# Given exercise
Output the listing between the line holding "Find every instance of the yellow" and the line holding "x=879 y=321", inclusive, as a two-column CSV with the columns request and answer. Give one row per request, put each value in a single quoted field, and replace line breaks with spaces.

### Stored rows ###

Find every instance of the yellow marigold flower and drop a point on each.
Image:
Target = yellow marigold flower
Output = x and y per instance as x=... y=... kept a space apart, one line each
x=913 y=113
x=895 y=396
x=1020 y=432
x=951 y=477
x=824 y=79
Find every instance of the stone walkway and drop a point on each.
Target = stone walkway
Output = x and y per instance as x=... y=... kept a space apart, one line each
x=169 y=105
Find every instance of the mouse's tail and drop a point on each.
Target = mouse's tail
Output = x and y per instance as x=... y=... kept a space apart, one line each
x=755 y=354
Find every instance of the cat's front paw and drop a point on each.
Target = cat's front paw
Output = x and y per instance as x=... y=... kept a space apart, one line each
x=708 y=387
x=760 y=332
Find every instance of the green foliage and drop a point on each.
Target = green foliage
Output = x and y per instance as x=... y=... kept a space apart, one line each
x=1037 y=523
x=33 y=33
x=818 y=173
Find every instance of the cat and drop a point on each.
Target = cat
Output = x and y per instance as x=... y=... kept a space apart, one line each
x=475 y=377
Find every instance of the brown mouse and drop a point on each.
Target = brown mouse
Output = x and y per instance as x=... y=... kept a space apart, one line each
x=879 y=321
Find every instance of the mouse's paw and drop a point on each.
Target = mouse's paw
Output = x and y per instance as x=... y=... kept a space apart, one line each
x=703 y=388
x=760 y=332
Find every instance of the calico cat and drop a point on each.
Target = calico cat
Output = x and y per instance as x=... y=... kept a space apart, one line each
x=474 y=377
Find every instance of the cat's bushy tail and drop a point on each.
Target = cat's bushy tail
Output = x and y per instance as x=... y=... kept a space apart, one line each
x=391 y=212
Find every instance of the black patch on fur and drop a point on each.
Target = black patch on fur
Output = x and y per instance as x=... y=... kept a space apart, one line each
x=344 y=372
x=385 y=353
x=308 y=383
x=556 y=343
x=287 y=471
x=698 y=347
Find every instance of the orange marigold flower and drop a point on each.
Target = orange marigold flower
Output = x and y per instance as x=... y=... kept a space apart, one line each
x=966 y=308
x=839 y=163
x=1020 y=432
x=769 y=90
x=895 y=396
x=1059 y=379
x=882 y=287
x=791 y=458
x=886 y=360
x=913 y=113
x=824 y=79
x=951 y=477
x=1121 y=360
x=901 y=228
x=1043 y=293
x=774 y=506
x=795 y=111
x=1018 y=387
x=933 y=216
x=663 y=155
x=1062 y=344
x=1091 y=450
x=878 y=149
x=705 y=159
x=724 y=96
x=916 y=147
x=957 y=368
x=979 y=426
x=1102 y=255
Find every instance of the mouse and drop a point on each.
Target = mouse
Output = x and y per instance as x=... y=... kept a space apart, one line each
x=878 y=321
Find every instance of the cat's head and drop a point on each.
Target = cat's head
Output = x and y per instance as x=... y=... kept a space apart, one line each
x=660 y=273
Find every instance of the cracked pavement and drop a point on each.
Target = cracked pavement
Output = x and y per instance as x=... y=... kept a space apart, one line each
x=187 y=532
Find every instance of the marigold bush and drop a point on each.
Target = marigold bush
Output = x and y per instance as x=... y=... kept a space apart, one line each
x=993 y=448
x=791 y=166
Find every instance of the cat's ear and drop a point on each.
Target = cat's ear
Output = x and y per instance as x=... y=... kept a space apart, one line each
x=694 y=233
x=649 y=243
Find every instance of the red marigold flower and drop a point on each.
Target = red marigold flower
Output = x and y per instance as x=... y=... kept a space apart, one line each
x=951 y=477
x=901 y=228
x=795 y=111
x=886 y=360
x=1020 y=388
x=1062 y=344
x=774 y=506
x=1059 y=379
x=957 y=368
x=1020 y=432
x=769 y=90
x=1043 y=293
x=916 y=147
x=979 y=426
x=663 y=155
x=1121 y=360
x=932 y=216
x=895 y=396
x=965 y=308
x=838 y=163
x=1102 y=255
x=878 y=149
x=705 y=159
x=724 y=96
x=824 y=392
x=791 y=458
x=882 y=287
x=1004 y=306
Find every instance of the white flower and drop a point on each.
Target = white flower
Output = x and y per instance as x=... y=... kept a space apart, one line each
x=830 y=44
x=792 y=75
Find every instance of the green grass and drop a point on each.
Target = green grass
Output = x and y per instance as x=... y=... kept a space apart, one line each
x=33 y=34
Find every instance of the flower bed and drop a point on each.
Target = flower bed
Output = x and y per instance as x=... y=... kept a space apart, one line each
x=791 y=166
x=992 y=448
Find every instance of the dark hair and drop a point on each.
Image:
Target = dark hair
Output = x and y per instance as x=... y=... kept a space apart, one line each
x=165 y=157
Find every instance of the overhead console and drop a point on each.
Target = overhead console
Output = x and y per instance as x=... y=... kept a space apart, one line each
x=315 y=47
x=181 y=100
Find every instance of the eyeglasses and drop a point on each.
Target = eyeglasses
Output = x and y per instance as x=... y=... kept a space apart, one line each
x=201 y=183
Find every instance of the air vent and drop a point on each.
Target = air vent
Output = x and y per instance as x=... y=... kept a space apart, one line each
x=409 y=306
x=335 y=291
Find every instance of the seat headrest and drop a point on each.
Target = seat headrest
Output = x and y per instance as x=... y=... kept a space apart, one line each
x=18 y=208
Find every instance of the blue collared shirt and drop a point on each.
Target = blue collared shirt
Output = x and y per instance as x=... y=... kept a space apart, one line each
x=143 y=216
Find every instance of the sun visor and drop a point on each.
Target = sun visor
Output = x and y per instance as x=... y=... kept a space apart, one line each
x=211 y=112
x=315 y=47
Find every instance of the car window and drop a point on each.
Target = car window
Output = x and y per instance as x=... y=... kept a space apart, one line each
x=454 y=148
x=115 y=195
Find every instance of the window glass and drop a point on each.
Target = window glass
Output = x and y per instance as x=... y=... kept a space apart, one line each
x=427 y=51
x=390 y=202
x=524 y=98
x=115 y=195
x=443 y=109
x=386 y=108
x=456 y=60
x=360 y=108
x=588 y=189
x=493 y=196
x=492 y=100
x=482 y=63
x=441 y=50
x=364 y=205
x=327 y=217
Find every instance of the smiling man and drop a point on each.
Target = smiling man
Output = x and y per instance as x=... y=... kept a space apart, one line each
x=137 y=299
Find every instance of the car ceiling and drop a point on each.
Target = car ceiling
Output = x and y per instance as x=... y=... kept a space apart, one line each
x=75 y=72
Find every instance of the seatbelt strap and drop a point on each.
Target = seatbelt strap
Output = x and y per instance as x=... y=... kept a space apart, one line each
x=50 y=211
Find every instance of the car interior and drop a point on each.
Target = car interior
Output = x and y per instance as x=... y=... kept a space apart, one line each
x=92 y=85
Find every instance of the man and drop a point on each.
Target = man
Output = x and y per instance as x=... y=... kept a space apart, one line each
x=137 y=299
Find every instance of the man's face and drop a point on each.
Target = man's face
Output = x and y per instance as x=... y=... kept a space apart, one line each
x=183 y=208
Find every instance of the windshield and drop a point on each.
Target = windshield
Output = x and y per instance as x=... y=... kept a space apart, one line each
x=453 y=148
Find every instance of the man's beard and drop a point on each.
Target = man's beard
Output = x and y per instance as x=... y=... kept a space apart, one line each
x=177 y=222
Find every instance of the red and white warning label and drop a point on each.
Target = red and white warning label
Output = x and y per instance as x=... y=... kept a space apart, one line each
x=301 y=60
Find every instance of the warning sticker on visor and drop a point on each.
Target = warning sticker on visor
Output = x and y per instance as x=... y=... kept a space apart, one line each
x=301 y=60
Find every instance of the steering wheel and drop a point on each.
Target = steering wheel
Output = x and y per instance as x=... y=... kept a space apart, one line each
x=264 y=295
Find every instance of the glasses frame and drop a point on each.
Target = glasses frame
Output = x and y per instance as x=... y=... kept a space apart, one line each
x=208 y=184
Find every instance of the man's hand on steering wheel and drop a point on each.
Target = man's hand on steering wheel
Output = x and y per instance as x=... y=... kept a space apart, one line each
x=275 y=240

###
### Stored rows ###

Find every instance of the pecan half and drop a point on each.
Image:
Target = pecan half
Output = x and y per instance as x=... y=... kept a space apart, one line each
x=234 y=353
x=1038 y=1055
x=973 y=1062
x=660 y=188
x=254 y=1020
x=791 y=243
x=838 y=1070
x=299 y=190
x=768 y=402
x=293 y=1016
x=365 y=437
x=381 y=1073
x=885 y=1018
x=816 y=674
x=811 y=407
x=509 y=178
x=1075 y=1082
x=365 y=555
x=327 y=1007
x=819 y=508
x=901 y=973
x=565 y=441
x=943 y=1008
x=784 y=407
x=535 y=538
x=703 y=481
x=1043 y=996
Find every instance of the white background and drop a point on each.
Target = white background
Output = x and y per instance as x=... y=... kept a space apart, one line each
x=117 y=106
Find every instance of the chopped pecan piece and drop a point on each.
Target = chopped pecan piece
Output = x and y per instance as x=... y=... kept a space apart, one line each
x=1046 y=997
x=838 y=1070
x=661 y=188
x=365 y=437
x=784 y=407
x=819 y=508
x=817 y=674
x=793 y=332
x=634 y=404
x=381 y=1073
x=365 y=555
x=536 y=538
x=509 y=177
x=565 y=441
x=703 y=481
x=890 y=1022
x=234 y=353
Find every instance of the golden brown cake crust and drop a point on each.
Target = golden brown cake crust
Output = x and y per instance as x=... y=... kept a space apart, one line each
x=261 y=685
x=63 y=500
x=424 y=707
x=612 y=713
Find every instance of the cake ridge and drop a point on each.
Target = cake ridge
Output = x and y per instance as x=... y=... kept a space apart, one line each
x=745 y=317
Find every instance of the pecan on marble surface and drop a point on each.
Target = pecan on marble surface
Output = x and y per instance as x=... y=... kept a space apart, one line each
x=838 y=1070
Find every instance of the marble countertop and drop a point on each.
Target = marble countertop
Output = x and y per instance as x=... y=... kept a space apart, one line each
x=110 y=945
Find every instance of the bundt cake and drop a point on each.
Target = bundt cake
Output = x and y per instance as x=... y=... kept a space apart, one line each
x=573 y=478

###

# Output for this exercise
request,answer
"Find every instance of the yellow marigold flower and drop a point on each. Image: Target = yellow marigold flower Output = x and y per instance as x=... y=... kept a space apart, one line each","x=913 y=113 x=895 y=396 x=1020 y=432 x=951 y=477 x=824 y=79"
"Find every instance of the stone walkway and drop a point on each. Target = stone walkway Output = x and y per instance as x=... y=... kept a space apart, one line each","x=169 y=105"
"Find every instance of the mouse's tail and drop a point on each. Target = mouse's tail Output = x and y per instance as x=... y=... kept a space apart, one line each","x=755 y=354"
"Find every instance of the cat's front paw and drop a point on each. Target = cat's front paw Output = x and y per instance as x=... y=... kept a space apart, one line each","x=708 y=387 x=760 y=332"
"Find every instance of the green foliage and drop a point on each. Target = green foliage Output = x and y per instance as x=... y=... kept a space apart, one line each","x=1037 y=523 x=33 y=33 x=818 y=173"
"Find every instance of the cat and drop a point on each. Target = cat Output = x and y per instance as x=... y=... kept a space apart, one line each","x=475 y=377"
"Find every instance of the brown mouse and drop a point on each. Target = brown mouse Output = x and y per instance as x=... y=... kept a space apart, one line each","x=879 y=321"